_RECORDS FOR THIS TASK_
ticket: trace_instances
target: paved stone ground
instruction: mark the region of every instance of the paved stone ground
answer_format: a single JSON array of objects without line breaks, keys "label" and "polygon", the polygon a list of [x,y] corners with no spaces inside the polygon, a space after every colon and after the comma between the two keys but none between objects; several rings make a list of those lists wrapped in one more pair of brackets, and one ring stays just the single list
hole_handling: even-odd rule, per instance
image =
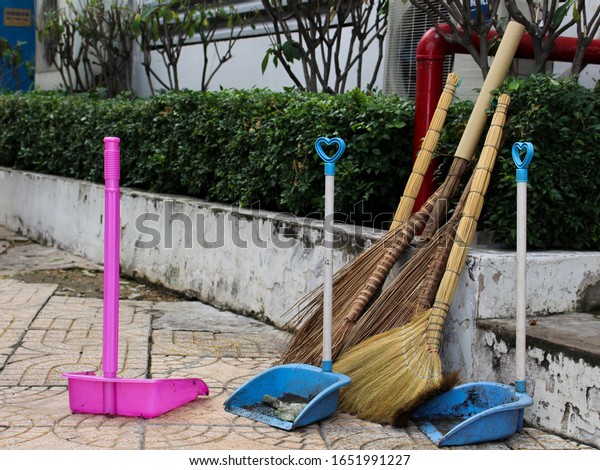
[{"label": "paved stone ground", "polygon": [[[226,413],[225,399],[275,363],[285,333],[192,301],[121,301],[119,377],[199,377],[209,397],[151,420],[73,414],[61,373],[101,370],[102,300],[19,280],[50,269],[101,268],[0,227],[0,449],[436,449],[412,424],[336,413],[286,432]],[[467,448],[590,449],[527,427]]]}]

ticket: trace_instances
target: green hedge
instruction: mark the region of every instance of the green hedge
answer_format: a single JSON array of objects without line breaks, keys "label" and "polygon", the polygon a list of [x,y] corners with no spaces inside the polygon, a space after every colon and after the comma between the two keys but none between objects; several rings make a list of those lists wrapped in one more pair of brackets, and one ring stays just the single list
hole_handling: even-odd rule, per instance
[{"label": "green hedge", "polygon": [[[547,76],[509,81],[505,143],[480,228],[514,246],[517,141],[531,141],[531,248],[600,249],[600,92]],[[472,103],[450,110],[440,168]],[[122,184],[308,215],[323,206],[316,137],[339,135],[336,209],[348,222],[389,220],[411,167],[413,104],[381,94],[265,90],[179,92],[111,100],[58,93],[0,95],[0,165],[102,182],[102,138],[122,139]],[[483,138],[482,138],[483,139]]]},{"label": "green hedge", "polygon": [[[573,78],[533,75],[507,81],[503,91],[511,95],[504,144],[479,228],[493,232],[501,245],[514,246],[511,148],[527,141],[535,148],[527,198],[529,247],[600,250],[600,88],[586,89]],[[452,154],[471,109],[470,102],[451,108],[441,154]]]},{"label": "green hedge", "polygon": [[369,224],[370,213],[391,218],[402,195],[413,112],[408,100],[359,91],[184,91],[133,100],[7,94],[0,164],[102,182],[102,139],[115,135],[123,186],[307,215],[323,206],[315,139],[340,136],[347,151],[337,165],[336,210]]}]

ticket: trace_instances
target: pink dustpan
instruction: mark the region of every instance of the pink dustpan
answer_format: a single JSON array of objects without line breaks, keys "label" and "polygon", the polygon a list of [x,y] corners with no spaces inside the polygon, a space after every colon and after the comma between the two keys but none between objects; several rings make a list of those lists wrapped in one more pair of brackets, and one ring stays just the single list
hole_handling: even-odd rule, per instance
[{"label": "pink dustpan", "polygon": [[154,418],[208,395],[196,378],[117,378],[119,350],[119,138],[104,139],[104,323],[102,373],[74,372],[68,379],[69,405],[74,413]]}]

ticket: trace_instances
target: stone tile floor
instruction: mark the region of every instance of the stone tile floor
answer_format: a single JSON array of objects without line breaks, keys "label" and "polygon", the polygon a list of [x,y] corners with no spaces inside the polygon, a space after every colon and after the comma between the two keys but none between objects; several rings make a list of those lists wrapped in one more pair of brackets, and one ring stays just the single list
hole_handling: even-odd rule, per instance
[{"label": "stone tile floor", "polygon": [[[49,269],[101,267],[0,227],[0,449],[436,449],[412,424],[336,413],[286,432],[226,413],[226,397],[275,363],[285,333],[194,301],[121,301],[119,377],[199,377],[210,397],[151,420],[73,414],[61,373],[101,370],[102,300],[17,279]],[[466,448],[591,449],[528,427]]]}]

_WHAT YOU SHOULD DO_
Every record is to be reproduced exactly, with no pictures included.

_RESULT OF THIS EXERCISE_
ticket: trace_instances
target: paved stone ground
instruction: mark the region of every instance of the paved stone ground
answer_format: a single JSON array of objects without line breaks, keys "label" and "polygon", the polygon a list of [x,y] corners with no spaces inside the polygon, a space after every colon and after the comma between the two keys but none between objects; several rings make a list of those lists wrapped in one more pair of brackets, and one ring stays just the single list
hole_handling: even-odd rule, per instance
image =
[{"label": "paved stone ground", "polygon": [[[226,413],[225,399],[275,363],[285,333],[192,301],[121,301],[119,377],[199,377],[209,397],[151,420],[73,414],[61,373],[101,370],[102,300],[19,280],[50,269],[101,268],[0,227],[0,449],[436,449],[412,424],[336,413],[286,432]],[[467,448],[590,449],[527,427]]]}]

ticket: trace_instances
target: green hedge
instruction: mark the region of every instance of the green hedge
answer_format: a single JSON array of objects without line breaks, keys "label" and "polygon", the polygon a list of [x,y] corners with no spaces inside the polygon, a space after every colon and after the comma between the two keys but none between objects; several rings make a list of those lists wrapped in one more pair of brackets, and one ring stays just the single list
hole_handling: even-odd rule, per instance
[{"label": "green hedge", "polygon": [[[547,76],[509,81],[505,143],[480,228],[514,246],[517,141],[531,141],[531,248],[600,249],[600,92]],[[472,103],[450,110],[440,168]],[[122,184],[308,215],[323,206],[316,137],[339,135],[336,209],[348,222],[389,220],[411,167],[413,104],[381,94],[265,90],[179,92],[111,100],[58,93],[0,95],[0,165],[102,182],[102,138],[122,139]],[[483,138],[482,138],[483,139]]]},{"label": "green hedge", "polygon": [[[573,78],[533,75],[507,81],[503,91],[511,95],[504,144],[479,228],[493,232],[501,245],[514,246],[511,148],[527,141],[535,148],[527,198],[529,247],[600,250],[600,88],[586,89]],[[452,154],[471,109],[470,102],[451,108],[441,154]]]},{"label": "green hedge", "polygon": [[369,224],[370,213],[391,218],[402,195],[413,112],[408,100],[359,91],[184,91],[133,100],[7,94],[0,164],[102,182],[102,139],[115,135],[123,186],[307,215],[323,206],[315,139],[340,136],[347,151],[337,165],[336,210]]}]

ticket: trace_instances
target: pink dustpan
instruction: mark the region of every instance of the pink dustpan
answer_format: a single JSON array of objects without line breaks, keys "label" and "polygon", the polygon a list of [x,y] corners with no spaces inside the polygon, a space after every colon and after the comma between the two keys but none between objects; several rings make a list of those lists wrapped in one more pair of brackets, and one ring stays just the single list
hole_handling: even-odd rule, per instance
[{"label": "pink dustpan", "polygon": [[154,418],[208,395],[196,378],[117,378],[119,350],[119,138],[104,139],[104,323],[102,373],[74,372],[68,379],[69,405],[74,413]]}]

ticket: trace_instances
target: stone tile floor
instruction: mark the region of every instance of the stone tile floor
answer_format: a single JSON array of objects without line breaks, keys "label" and "polygon", the polygon a list of [x,y] corners with no spaces inside the polygon, a space after every colon and after the comma between the two keys but none between objects; several rings make a list of those lists wrapped in one more pair of brackets, and one ring stays just the single list
hole_handling: even-odd rule, per instance
[{"label": "stone tile floor", "polygon": [[[49,269],[101,267],[0,227],[0,449],[436,449],[412,424],[336,413],[286,432],[226,413],[226,397],[275,363],[285,333],[194,301],[121,301],[119,377],[199,377],[210,397],[151,420],[73,414],[61,373],[101,370],[102,300],[17,279]],[[466,448],[591,449],[528,427]]]}]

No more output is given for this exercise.